◆ Problem to work on
From the line containing "If you could place a marker on the floral" to the last line of the records below, repeat every line exactly and add nothing else.

◆ Data for processing
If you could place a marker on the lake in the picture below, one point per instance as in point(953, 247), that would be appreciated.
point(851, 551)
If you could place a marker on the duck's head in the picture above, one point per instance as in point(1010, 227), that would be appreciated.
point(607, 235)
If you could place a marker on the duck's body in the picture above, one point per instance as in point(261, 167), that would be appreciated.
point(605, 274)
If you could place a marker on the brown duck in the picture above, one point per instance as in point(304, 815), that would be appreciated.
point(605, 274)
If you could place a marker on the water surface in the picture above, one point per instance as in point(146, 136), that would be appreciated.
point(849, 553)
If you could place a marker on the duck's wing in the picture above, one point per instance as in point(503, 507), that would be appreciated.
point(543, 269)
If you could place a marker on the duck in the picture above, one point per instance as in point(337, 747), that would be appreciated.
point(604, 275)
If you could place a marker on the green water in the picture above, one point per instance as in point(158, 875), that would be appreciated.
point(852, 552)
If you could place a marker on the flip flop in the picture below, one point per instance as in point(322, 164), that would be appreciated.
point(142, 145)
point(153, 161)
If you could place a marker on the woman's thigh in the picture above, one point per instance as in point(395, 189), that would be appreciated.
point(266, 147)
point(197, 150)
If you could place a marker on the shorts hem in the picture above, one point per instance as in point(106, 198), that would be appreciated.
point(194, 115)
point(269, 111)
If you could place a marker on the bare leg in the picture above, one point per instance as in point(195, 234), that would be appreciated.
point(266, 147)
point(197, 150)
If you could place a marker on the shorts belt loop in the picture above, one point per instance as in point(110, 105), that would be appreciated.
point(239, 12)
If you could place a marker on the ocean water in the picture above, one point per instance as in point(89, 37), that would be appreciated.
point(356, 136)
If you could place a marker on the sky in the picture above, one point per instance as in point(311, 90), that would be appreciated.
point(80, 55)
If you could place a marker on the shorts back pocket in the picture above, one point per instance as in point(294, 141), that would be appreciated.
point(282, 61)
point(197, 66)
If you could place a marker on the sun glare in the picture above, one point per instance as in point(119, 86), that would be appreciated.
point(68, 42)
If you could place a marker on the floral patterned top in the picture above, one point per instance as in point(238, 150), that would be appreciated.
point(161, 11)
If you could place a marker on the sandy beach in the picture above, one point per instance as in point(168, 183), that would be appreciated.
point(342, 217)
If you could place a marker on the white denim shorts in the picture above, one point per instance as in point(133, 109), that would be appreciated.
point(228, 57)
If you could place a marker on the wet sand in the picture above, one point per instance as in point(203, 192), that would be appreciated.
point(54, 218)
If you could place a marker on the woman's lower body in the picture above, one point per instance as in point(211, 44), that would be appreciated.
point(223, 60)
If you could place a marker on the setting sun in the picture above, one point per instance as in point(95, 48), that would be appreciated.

◆ Result
If you could place a marker on the floral patterned top in the picture above, one point per instance as in point(238, 150), that would be appreciated.
point(161, 11)
If you could place a marker on the sandy beach in the picture above, one point per instance as in point(168, 183), that would be appreciated.
point(342, 217)
If you could place a marker on the white denim shorts in the picture above, one point per instance as in point(133, 109), that would be appreciated.
point(228, 57)
If you could place a marker on the wet sand in the picture above, one point per instance as in point(203, 192), that would be appreciated.
point(54, 218)
If you could place a marker on the woman's lower body in the picture above, one point per instance as in point(211, 44), that would be appreciated.
point(223, 60)
If you could place a marker on the setting sun in the picture above, one point per instance as in point(95, 48), that would be appreciated.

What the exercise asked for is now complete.